> EXERCISE REQUIREMENTS
#1 In the watercress soup recipe, how soon should frozen soup be used?
#2 Reproduce word for word the stretch of the watercress soup recipe from "Blitz the soup" through "within 3 months.".
#3 Write what comes next in the watercress soup recipe, starting after its final sentence.

> PAGE EXTRACT
------------------------------------------------
Watercress is known for its fine leaves and particularly spicy taste. It isn't bitter once cooked and if served as raw leaves in a salad, it's deliciously peppery with hints of mustard. We love it raw in small doses and it's delicious mixed with other salad leaves - served with this Onion Tarte Tatin, for example.
How do you Make Watercress Soup Less Bitter?
However, the strong peppery taste in watercress calms down when cooked. It's not like the taste of spinach or even like this rocket (arugula) soup.
Once cooked in soup with a floury potato and a little nutmeg, it even has a slight taste of cheese to it. Don't ask why but my daughters confirm they get that too.
Is Watercress Soup Good for You?
A comforting bowl of Soupe au Cresson is extremely healthy, as it contains iron, calcium, potassium and vitamin C - and is a great antioxidant and source of protein. It's even said to reduce the effects of skin ageing.
In France, it's popular in Autumn and Winter at the market to see stacks piled high of neatly tied bouquets of watercress.
Each time I discuss watercress with the market sellers, there's really only one recipe the French associate with it - and this is it! Approved by the French family - even my Corsican Parents-in-Law who adore soup. It receives a firm thumbs up each time. So now over to you to make it.
How to Make French Watercress Soup
First prepare all your ingredients: chop an onion, a garlic clove, potato (floury variety best for soup, like Russet and Binje in France) and wash the watercress.
In a large saucepan, heat the butter and olive oil until melted (not browned). Sweat the chopped onion and garlic for about 5 minutes until translucent and add the ground or grated nutmeg.
Meanwhile chop the potato and chop off the head of the watercress bundle. Discard only the large, thick stalks and keep the thin ones with the little leaves on them. This makes watercress much easier to prepare.
Keep a few little leaves aside for the garnish.
Over a medium heat, add the chopped potato, watercress and cover with the vegetable stock (or chicken if you prefer). Heat on high at first, then reduce heat to a simmer and cover with the lid slightly askew to let a little steam escape.
Cook gently for about 20 minutes or until the potato is soft.
Blitz the soup with an immersion blender then add salt and pepper to your taste (for salt, I use French fleur de sel, otherwise UK Maldon salt or US Celtic salt).
How Long Can I Keep it?
- Cool then keep in the fridge covered for up to 2 days.
- The soup freezes well. Leave the soup to cool and chill in the fridge in large jam jars or sealed bags then transfer to the freezer. Use within 3 months.
------------------------------------------------
(Stored data entries)
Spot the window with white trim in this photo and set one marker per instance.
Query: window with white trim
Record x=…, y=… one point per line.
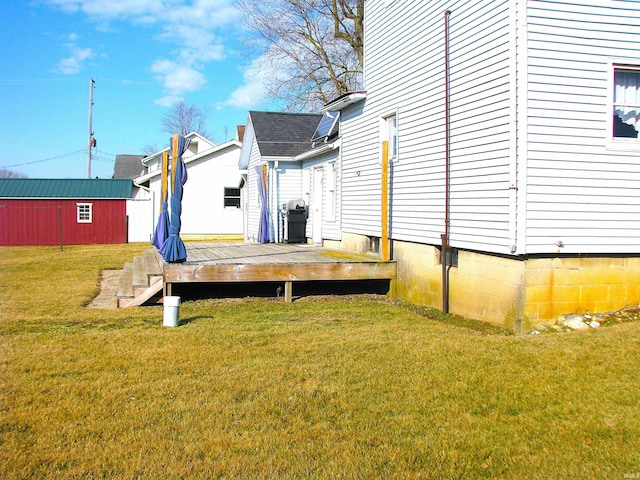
x=389, y=133
x=85, y=212
x=232, y=197
x=626, y=103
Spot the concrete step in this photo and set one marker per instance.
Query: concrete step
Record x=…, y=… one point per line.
x=140, y=277
x=151, y=263
x=150, y=295
x=125, y=285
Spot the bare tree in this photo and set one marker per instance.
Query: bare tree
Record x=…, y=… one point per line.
x=184, y=119
x=311, y=50
x=6, y=173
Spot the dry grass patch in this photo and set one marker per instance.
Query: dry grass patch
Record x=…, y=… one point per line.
x=323, y=388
------------------------------------------------
> OUTPUTS FOR THE TASKS
#1 Within 3 months.

#2
Blitz the soup with an immersion blender then add salt and pepper to your taste (for salt, I use French fleur de sel, otherwise UK Maldon salt or US Celtic salt).
How Long Can I Keep it?
- Cool then keep in the fridge covered for up to 2 days.
- The soup freezes well. Leave the soup to cool and chill in the fridge in large jam jars or sealed bags then transfer to the freezer. Use within 3 months.

#3
How to Serve Watercress Soup
Watercress is so good with light accompaniments, so not to interfere too much with its subtle flavours. At a limit, it's excellent paired with cheesy bread. Here are some serving ideas:
- A crusty baguette with either a little butter or dip into good olive oil.
- If serving as an elegant starter dish, top with the little watercress leaves, swirl in a dash of cream or a wee dollop of crème fraîche.
- For something fun, why not surprise your guests with a mini savoury Mad Mac herb macaron? The recipe is on page 97 of Mad About Macarons;
- Lovely served with fluffy cheese scones.
Watercress Soup (Soupe au Cresson)
- 25 g (1oz/ ¼ stick) butter
- 1 tablespoon olive oil
- 1 small onion finely chopped
- 1 clove garlic finely chopped
- ¼ teaspoon ground nutmeg
- 1 large floury potato (Binje, Maris Piper) peeled, roughly chopped
- 800 ml (1.5 pints/ 3 cups) vegetable stock (or chicken)
- 1 large bunch of watercress 200g once prepared - smaller stalks included (big ones discarded)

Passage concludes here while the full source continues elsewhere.